**Working data**
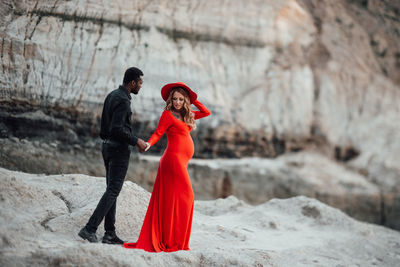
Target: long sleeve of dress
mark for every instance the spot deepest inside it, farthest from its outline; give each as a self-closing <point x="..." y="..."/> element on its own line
<point x="202" y="112"/>
<point x="163" y="124"/>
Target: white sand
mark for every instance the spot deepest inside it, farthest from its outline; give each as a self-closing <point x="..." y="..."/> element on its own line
<point x="41" y="215"/>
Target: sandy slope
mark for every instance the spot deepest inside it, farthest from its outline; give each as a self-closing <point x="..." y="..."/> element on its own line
<point x="40" y="216"/>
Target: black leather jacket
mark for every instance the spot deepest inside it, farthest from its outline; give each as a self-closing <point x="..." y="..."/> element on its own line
<point x="116" y="118"/>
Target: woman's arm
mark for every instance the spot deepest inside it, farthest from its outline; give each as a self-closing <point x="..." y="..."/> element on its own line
<point x="163" y="124"/>
<point x="202" y="112"/>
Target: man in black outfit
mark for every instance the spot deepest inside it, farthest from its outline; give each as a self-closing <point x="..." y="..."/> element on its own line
<point x="117" y="135"/>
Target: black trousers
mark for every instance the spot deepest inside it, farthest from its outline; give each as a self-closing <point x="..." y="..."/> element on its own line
<point x="116" y="161"/>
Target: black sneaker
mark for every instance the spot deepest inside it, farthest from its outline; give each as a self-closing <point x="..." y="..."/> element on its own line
<point x="85" y="234"/>
<point x="112" y="238"/>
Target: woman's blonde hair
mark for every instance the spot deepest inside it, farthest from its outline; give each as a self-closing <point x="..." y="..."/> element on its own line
<point x="186" y="110"/>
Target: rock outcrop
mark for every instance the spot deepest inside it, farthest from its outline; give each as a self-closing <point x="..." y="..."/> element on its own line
<point x="41" y="215"/>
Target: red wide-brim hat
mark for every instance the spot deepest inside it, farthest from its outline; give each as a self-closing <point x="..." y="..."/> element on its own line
<point x="168" y="87"/>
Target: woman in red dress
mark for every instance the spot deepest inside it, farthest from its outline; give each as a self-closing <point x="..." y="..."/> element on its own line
<point x="168" y="221"/>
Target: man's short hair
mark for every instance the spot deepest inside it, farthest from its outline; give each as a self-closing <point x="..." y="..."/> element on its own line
<point x="132" y="74"/>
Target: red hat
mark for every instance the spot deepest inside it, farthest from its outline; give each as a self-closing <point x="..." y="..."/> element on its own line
<point x="168" y="87"/>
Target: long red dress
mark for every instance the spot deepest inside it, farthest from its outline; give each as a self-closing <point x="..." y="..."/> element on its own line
<point x="168" y="221"/>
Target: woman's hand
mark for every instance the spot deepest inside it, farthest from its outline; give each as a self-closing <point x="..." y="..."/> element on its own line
<point x="147" y="146"/>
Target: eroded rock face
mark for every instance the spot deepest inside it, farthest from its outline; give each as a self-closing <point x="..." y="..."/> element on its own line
<point x="41" y="216"/>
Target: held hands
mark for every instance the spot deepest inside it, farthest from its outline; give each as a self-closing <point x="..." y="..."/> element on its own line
<point x="142" y="145"/>
<point x="148" y="146"/>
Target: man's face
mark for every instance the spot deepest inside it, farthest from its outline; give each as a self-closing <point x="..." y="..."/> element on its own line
<point x="136" y="86"/>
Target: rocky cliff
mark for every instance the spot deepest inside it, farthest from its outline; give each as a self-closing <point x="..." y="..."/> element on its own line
<point x="278" y="76"/>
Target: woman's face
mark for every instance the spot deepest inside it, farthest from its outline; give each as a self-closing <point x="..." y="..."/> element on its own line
<point x="177" y="100"/>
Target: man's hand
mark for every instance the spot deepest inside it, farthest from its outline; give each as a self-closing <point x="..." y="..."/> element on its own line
<point x="142" y="145"/>
<point x="148" y="146"/>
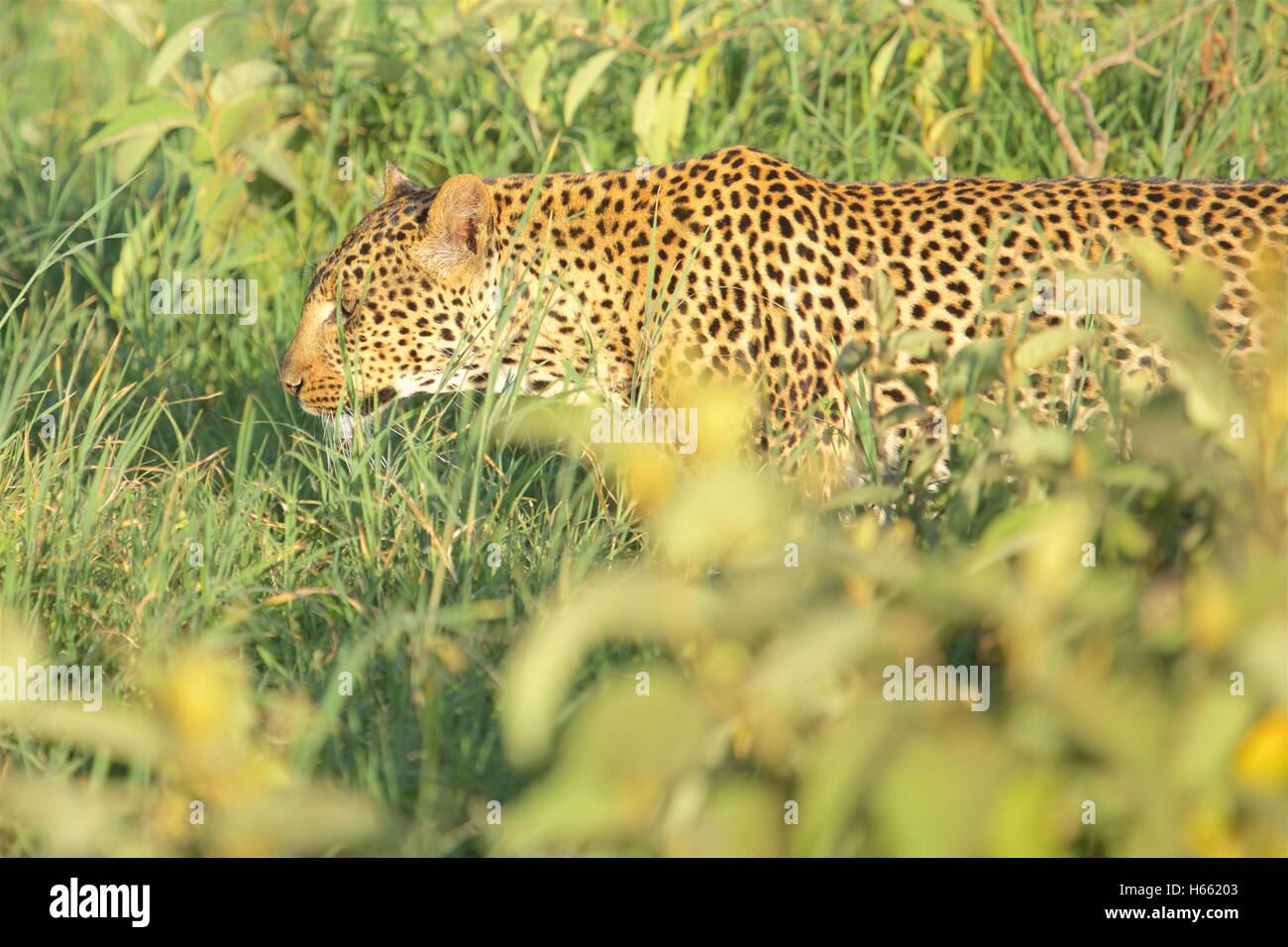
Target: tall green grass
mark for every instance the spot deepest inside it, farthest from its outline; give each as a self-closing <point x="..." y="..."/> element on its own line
<point x="134" y="446"/>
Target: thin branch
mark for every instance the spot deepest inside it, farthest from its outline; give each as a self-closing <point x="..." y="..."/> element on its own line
<point x="1061" y="131"/>
<point x="1127" y="55"/>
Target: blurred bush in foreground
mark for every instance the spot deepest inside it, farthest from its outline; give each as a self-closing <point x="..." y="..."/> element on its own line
<point x="1131" y="613"/>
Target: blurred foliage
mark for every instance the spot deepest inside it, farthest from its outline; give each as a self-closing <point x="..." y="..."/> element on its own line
<point x="451" y="571"/>
<point x="196" y="767"/>
<point x="1131" y="612"/>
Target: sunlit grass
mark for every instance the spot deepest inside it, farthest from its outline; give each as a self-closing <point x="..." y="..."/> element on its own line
<point x="162" y="504"/>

**Written exercise**
Retype nothing except the lines from the line holding "Target: blurred bush in foreground" through the last line of the entries, both included.

**Result of the task**
Target: blurred bush in foreground
mark for every instance the spot deepest inside it, farthest from its outline; give each as a self-closing <point x="..." y="..."/> element on its own line
<point x="1131" y="613"/>
Target: blurred foliage
mark for every instance the spot deepest inside it, farthest from its outline; give each as a self-closing <point x="..." y="..."/> element on its own line
<point x="451" y="571"/>
<point x="196" y="767"/>
<point x="1131" y="612"/>
Target: sunlit grass
mark for every instance the spot deepest inside it, farthest from its outline; give each as a self-closing <point x="..." y="..."/> element on its own line
<point x="162" y="504"/>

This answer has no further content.